• **QUOTED PASSAGE**

Parsha Summary: The penultimate chapter in the Torah begins and ends with a glorious tune Moshe composes for the forthcoming Eurovision Biblical Song Contest. Look but no touch is G-d’s message to Moshe staring from the summit of Mount Nebo at the glorious land of Milk and Honey. “For you shall see the land opposite you; but you shall not go there, into the land which I give to the children of Israel.” As he hits his keynote, Moshe drops dead, broken-hearted at the age of 120.
It’s a story as old as time. A young whippersnapper rejected by society seeks solace with his flock of sheep before being catapulted into stardom by the hand of G-d. Except there was no fairytale ending for the local lad from the backstreets of Egypt. Moses would die alone, stranded on a mountaintop, singing a song nobody requested.
The penultimate parsha has a single chapter dedicated to Moses and his awful warbling. He of the heavy mouth and even heavier tongue, gurgled and gargled his way through his own melodic composition. Without Miriam adding structure to his ceremonial dirge, the crooning lacked harmony. It was an odd, baroque piece of tunefoolery. Stubbornly crescendo where none was required and drifting in a morose swamp of self-pity longing for a grandiose finish.

• **ENTRIES SUPPLIED**
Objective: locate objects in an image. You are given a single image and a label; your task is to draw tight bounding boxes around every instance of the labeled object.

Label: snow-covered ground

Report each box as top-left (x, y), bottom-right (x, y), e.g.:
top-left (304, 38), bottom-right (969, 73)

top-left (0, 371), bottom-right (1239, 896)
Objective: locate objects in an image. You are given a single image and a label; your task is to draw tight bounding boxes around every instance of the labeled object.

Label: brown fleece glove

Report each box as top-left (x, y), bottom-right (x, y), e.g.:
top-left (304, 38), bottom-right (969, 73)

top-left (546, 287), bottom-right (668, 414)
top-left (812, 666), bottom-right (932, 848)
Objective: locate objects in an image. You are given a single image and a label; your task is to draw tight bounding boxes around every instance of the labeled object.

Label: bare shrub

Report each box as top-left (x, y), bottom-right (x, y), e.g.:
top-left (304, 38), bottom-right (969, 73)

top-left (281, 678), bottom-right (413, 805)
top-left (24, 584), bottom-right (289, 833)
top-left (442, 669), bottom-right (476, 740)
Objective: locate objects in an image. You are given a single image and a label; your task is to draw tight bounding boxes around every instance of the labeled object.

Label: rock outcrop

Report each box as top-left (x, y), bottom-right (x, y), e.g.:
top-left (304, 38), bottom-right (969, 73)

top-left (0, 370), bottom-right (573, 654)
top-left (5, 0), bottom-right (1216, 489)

• **OBJECTIVES**
1) Repeat everything in the parsha summary from "It’s a story" down to "a grandiose finish.".
2) Go on with the humorous piece about Moses and his final song, picking up after its last sentence.

• **EXPECTED OUTPUTS**
1)
It’s a story as old as time. A young whippersnapper rejected by society seeks solace with his flock of sheep before being catapulted into stardom by the hand of G-d. Except there was no fairytale ending for the local lad from the backstreets of Egypt. Moses would die alone, stranded on a mountaintop, singing a song nobody requested.
The penultimate parsha has a single chapter dedicated to Moses and his awful warbling. He of the heavy mouth and even heavier tongue, gurgled and gargled his way through his own melodic composition. Without Miriam adding structure to his ceremonial dirge, the crooning lacked harmony. It was an odd, baroque piece of tunefoolery. Stubbornly crescendo where none was required and drifting in a morose swamp of self-pity longing for a grandiose finish.

2)
Centuries would pass before the original version became erased from memory, Baruch Hashem!
But the words…oy, the words! Here Moses revealed his true calling.
At the tender age of seven, Moses won his first poetry competition with a sonnet entitled ‘My Mother is Not My Mother’. A revealing look into the dynamics of the Pharoah’s household. The critics loved it, at least those who favored poetry written by children of the ruling clan.
Encouraged by his debut, Moses launched a 50-page papyrus scroll with a foreword written by none other than the Egyptian God of Love, Hathor. A masterpiece that earned him the prestigious title of Egyptian Young Poet of the Year. Nobody scorned or felt a sense of injustice for the son of a Pharoah winning. Nope. Nothing to see here. Nepotism was a word yet to be invented.
One year shy of his bar mitzvah, if Moses was ever to discover his Jewish roots, and reckless with youth, he entered a Poetry Slam in the Kingdom of Cush, south of Egypt. His many advisors warned Moses that the people of Cush may not be ready for his style of poetry. The Cushites (literally shit people) were Philistines long before the Philistines acquired their sobriquet of ‘haters of art’.
Pity poor, brave Moses.
If being abandoned by your birth mother in a basket of reeds was traumatic, deafening silence in a slam poetry contest comes awfully close. Once the onlooking crowd got over the shock of listening to pre-pubescent angst spoken with all the force and conviction of a lost child, they doubled down in hysterical laughter.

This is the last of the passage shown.